■ EXERCISE REQUIREMENTS: All records are to be retyped faithfully and completely.

■ MATERIAL PROVIDED:
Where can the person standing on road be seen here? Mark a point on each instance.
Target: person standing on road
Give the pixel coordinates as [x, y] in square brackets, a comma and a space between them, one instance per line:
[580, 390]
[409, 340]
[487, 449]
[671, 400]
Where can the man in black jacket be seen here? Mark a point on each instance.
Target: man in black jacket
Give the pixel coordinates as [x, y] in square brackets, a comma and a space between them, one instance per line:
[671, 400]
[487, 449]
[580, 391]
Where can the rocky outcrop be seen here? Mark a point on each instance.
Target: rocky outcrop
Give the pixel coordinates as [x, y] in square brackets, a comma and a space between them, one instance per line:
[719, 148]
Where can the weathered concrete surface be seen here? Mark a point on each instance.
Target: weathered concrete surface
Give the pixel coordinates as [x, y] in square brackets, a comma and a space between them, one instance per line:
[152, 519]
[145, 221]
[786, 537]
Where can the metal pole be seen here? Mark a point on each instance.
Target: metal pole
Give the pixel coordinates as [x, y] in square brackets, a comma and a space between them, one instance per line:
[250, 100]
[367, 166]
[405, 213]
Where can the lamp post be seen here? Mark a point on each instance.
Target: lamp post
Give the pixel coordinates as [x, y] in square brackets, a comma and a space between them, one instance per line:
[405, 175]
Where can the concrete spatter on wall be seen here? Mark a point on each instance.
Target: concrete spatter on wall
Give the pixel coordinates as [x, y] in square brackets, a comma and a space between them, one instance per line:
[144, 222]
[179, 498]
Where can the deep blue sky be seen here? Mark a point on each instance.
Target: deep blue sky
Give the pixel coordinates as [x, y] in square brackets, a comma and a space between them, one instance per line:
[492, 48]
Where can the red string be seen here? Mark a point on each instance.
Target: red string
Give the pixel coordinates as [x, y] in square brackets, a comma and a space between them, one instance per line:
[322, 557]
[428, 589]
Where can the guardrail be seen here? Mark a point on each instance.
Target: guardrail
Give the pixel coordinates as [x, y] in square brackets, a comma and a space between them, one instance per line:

■ WRITTEN ANSWER:
Where can the person standing on road be seen here? Mark a point on each instance.
Target: person standing on road
Give the pixel coordinates as [x, y] in square brackets, a comma and a space between them, one instance per line:
[580, 390]
[409, 340]
[487, 449]
[671, 400]
Where can the man in black jacket be seen here? Mark a point on each instance.
Target: man in black jacket
Give the pixel coordinates as [x, y] in square brackets, a comma and a space between them, one instance per line:
[671, 400]
[487, 449]
[580, 391]
Where can the rocky outcrop be seen here? Mark a point on each instance.
Target: rocky outcrop
Give the pixel coordinates as [x, y] in square brackets, a comma and a space between them, one instance per line:
[719, 148]
Where can the weathered concrete surface be seen here? Mark a point on each instance.
Target: weathered concrete surface
Give the pixel coordinates as [x, y] in square brackets, a comma and a space between them, one instance per line:
[152, 519]
[145, 221]
[786, 537]
Where can the metal pole be seen here? Mark a point on each instance.
Target: metal pole
Give the pixel coordinates as [x, y] in square brackets, a comma and a space between them, one instance per line:
[250, 100]
[367, 166]
[405, 213]
Where can the lamp post be seen here? Mark a point on each instance.
Target: lamp post
Give the pixel coordinates as [x, y] in square brackets, a comma and a space between them, one instance per line:
[405, 175]
Where can the concrete spatter on wall be seen here? Mark a point on each instance.
Target: concrete spatter on wall
Give the pixel coordinates as [x, y] in square brackets, a comma and a space between them, one instance per line:
[144, 222]
[179, 498]
Where can the deep blue sky be seen here? Mark a point on each instance.
Target: deep blue sky
Give the pixel coordinates as [x, y] in square brackets, a comma and a space between them, one instance per line:
[492, 48]
Where can the red string be seen here? Mark a point on each instance.
Target: red string
Give the pixel coordinates as [x, y] in square brackets, a comma and a space between them, one instance per line:
[322, 557]
[428, 589]
Where can the guardrail be seen here? Mark a point on each instance.
Target: guardrail
Give the pixel coordinates as [x, y] in square brackets, a comma and a space between them, one instance per line:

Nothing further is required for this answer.